Objectif>
Recopiez fidèlement le passage du texte source compris entre « Le chapitre 10, consacré » et « induire à construire. », ces deux segments inclus.

Texte source>
────────────────────
Mobilisant Polanyi et Godelier, l'auteur rappelle que les objets monétaires avaient toute sorte de significations, qu'ils étaient notamment des marqueurs de statut ou de rang. Inversement, au Moyen-âge les moyens de paiements n'étaient (déjà) pas limités aux monnaies frappées par les souverains : services (dont la prière!), terres, objets précieux, travail étaient des moyens de paiement.

Le chapitre 10, consacré aux moyens de paiement, développe cela. On y voit aussi des controverses que les dogmes simplificateurs des économistes ignorent superbement, le poids des découvertes (les trésors monétaires sont des trésors de renseignement) quand elles confirment ou infirment les grandes idées, les faiblesses de présentations qui peuvent concourir à transformer une économie d'autrefois  en une variante des économies étudiées par les anthropologues dans les sociétés les plus démunies du globe .

Bref la réalité des trouvailles archéologiques rebat régulièrement les cartes entre une économie exclusivement monétaire que la tradition libérale nous impose en quelque sorte de rechercher et la présentation d'une économie sans besoin de monnaie que la tentation anthropologique pourrait nous induire à construire.
────────────────────
Lignes>
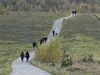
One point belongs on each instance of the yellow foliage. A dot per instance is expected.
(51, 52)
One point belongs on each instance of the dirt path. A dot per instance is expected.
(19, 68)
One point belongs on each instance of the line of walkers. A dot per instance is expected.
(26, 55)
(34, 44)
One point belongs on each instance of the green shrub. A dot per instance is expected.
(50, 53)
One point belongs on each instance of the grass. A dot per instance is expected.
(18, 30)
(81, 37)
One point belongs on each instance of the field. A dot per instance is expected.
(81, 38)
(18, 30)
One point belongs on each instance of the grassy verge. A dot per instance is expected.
────────────────────
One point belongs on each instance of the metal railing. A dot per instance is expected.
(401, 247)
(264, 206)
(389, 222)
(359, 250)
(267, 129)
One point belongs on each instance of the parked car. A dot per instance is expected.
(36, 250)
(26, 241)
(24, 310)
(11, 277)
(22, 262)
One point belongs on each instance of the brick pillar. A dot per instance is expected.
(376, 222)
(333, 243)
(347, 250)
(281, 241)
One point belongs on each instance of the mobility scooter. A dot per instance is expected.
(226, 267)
────────────────────
Réponse attendue>
Le chapitre 10, consacré aux moyens de paiement, développe cela. On y voit aussi des controverses que les dogmes simplificateurs des économistes ignorent superbement, le poids des découvertes (les trésors monétaires sont des trésors de renseignement) quand elles confirment ou infirment les grandes idées, les faiblesses de présentations qui peuvent concourir à transformer une économie d'autrefois  en une variante des économies étudiées par les anthropologues dans les sociétés les plus démunies du globe .

Bref la réalité des trouvailles archéologiques rebat régulièrement les cartes entre une économie exclusivement monétaire que la tradition libérale nous impose en quelque sorte de rechercher et la présentation d'une économie sans besoin de monnaie que la tentation anthropologique pourrait nous induire à construire.